Given problem 1:
Reproduce the Maguindanao massacre article between "Other suspects, who" and "happened in Maguindanao?", inclusive, substituting "law enforcement officers" for "police officers" wherever it occurs.
Given problem 2:
According to the Maguindanao massacre article, are these statements true: (a) journalists made up more than half of those killed in the 2009 convoy attack; (b) all three Ampatuan brothers named in the case were sentenced to life in prison; (c) the Ampatuans accepted the verdict? Answer yes or no for each and quote the words of the article that decide it.

A Philippines court has found the masterminds of the country's worst political massacre guilty of murder.
In 2009, 58 people - 32 of them journalists - were killed when their convoy was attacked in the southern province of Maguindanao.
Five members of the clan, including brothers Andal Ampatuan Jr and Zaldy Ampatuan, were sentenced to life in prison. A third brother was acquitted.
The case was seen as a test of the integrity of the justice system.
It comes amid claims by rights groups that impunity for powerful politicians is on the rise in the country, says the BBC's Howard Johnson in Manila.
Three other members of the clan - Anwar Ampatuan Sr, Anwar Ampatuan Jr, and Anwar Sajid Ampatuan were also found guilty.
The Ampatuans deny all charges and said they would appeal against the verdict.
Other suspects, who were ordered by the Ampatuan family to carry out the killings, received sentences of between six to 10 years in prison.
About 80 other suspects remain at large, including police officers and Ampatuan clan members.
Many accused police officers were acquitted.
What happened in Maguindanao?
The restive province of Maguindanao had for years been governed by the Ampatuan family, who occupied almost all the political posts in the area.

[Labeled shape records]
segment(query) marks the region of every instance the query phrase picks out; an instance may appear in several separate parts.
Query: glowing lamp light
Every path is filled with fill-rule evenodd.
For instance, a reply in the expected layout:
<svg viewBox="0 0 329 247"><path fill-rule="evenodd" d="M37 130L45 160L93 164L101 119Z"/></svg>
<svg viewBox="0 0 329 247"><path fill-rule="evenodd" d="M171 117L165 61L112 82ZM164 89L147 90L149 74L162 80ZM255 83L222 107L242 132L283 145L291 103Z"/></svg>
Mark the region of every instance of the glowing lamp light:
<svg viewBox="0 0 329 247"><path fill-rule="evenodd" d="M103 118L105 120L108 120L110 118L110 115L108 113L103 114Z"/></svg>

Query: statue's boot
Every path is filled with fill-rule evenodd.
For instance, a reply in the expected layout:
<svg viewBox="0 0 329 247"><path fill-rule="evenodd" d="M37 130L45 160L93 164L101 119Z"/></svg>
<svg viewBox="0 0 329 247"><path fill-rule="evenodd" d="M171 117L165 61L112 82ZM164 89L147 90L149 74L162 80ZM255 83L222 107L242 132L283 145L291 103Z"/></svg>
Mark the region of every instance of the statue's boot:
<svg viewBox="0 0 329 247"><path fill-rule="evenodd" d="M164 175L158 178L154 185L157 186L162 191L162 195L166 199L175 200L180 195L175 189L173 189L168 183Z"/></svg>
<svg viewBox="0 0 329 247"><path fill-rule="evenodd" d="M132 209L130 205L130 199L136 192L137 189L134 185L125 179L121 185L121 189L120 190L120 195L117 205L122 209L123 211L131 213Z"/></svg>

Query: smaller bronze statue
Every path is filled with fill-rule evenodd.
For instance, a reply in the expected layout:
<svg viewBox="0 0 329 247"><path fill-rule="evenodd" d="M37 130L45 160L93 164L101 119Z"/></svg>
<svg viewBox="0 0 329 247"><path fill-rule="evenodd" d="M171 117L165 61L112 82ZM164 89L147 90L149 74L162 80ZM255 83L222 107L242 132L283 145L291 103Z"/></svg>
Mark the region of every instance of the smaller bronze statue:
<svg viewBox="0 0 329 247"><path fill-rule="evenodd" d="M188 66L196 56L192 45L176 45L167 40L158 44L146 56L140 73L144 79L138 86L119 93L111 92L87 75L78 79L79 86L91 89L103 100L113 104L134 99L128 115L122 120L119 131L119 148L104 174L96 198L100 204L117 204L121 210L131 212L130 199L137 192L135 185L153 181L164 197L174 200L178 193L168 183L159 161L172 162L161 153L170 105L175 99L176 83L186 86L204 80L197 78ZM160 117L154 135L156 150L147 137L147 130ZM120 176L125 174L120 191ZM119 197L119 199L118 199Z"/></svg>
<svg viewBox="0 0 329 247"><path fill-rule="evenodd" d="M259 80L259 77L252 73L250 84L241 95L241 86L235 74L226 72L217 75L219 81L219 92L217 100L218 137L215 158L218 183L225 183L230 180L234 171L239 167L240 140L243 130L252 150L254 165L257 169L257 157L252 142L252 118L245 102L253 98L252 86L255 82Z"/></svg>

Exercise response 1:
Other suspects, who were ordered by the Ampatuan family to carry out the killings, received sentences of between six to 10 years in prison.
About 80 other suspects remain at large, including law enforcement officers and Ampatuan clan members.
Many accused law enforcement officers were acquitted.
What happened in Maguindanao?

Exercise response 2:
(a) Yes: "58 people - 32 of them journalists - were killed"
(b) No: "A third brother was acquitted."
(c) No: "The Ampatuans deny all charges and said they would appeal against the verdict."